[Source rows]
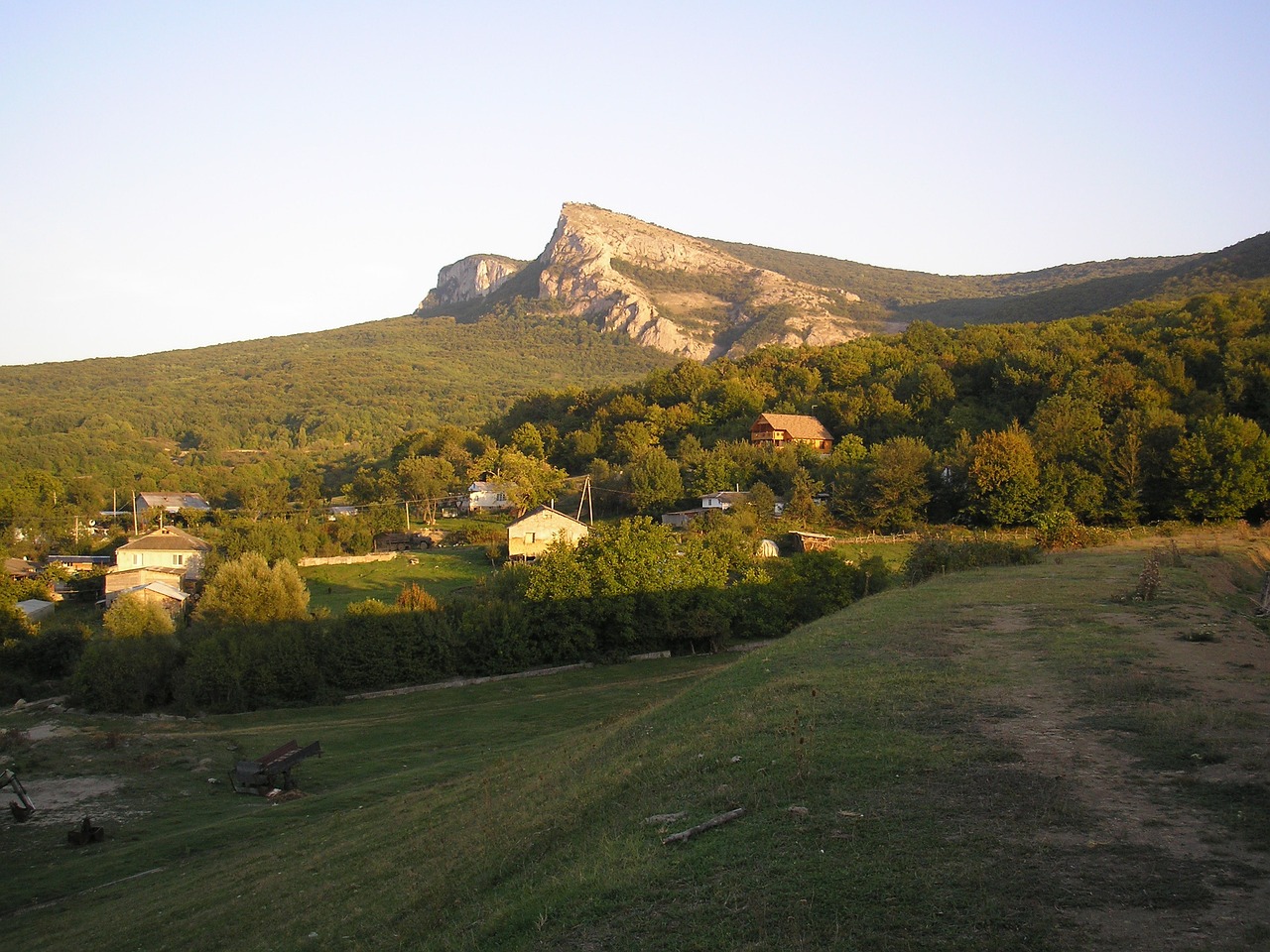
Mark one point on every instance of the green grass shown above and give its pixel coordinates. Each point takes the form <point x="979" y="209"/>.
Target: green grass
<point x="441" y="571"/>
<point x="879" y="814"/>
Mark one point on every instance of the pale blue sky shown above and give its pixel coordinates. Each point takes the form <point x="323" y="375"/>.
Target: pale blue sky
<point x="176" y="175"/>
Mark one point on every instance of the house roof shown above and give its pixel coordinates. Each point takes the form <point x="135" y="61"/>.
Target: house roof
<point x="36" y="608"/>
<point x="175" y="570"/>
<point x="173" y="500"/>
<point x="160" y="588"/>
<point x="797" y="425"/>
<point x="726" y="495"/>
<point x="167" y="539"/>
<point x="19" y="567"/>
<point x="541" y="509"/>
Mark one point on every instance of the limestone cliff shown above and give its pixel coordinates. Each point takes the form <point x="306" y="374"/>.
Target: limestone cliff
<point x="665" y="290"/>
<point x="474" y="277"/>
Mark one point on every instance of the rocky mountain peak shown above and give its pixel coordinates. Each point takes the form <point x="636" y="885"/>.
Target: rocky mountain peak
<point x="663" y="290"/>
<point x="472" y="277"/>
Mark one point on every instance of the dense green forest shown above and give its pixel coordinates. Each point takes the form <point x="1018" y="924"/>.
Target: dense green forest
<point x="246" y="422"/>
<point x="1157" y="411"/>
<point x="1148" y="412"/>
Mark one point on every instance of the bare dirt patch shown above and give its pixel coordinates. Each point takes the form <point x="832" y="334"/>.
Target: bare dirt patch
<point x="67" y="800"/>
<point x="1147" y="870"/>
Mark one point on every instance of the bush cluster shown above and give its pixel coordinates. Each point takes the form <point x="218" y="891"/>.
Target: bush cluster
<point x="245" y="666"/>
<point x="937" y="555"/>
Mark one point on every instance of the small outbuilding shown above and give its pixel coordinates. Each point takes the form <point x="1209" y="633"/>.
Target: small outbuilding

* _Description of the task_
Return every line of the rows above verbatim, leaving out the pictures.

* _Result of this task_
Mark one point on every instance of the green grass shown above and give its pixel coordinates. Each point takes the form <point x="979" y="209"/>.
Target: green grass
<point x="441" y="571"/>
<point x="879" y="814"/>
Mark one point on every instance of the pale blue sky shown above and give its pixel coordinates. Each point takes the form <point x="323" y="375"/>.
Target: pale blue sky
<point x="176" y="175"/>
Mark one point on every instance of the house roof shown above and give its pixel coordinates. Each point takes the form <point x="135" y="61"/>.
Target: house roof
<point x="36" y="608"/>
<point x="175" y="570"/>
<point x="173" y="500"/>
<point x="160" y="588"/>
<point x="797" y="425"/>
<point x="726" y="495"/>
<point x="167" y="539"/>
<point x="19" y="567"/>
<point x="541" y="509"/>
Mark one point on every instance of the limestone cliff shown above and give its pixel coordinates. Each point takes the form <point x="306" y="374"/>.
Target: limestone cliff
<point x="665" y="290"/>
<point x="474" y="277"/>
Mark one point on every instance of the rocky mountain peak shown above and give its pixel coordinates. Each point takes the form <point x="636" y="885"/>.
Target: rocky mountain peak
<point x="663" y="290"/>
<point x="472" y="277"/>
Mark one point on every instance of the dense green forest shown above and give its pixel coordinates. Each point takes the form <point x="1018" y="924"/>.
Target: dense green forest
<point x="246" y="422"/>
<point x="1157" y="411"/>
<point x="1148" y="412"/>
Mark one point on every instance of the bare dirt patch shown above and give its pixel coordinates. Each point takes the form <point x="832" y="334"/>.
Target: bare dirt patch
<point x="67" y="800"/>
<point x="1147" y="870"/>
Mark one point on every instance of the bush cluster shown above and give its pixel coordinates. Each point takes the form <point x="218" y="891"/>.
Target: bush cluster
<point x="245" y="666"/>
<point x="937" y="555"/>
Mark one point on every instance of the small outbuilding shown above and give its pixel coordinates. Each point takes the form <point x="1209" y="633"/>.
Target: small outbuilding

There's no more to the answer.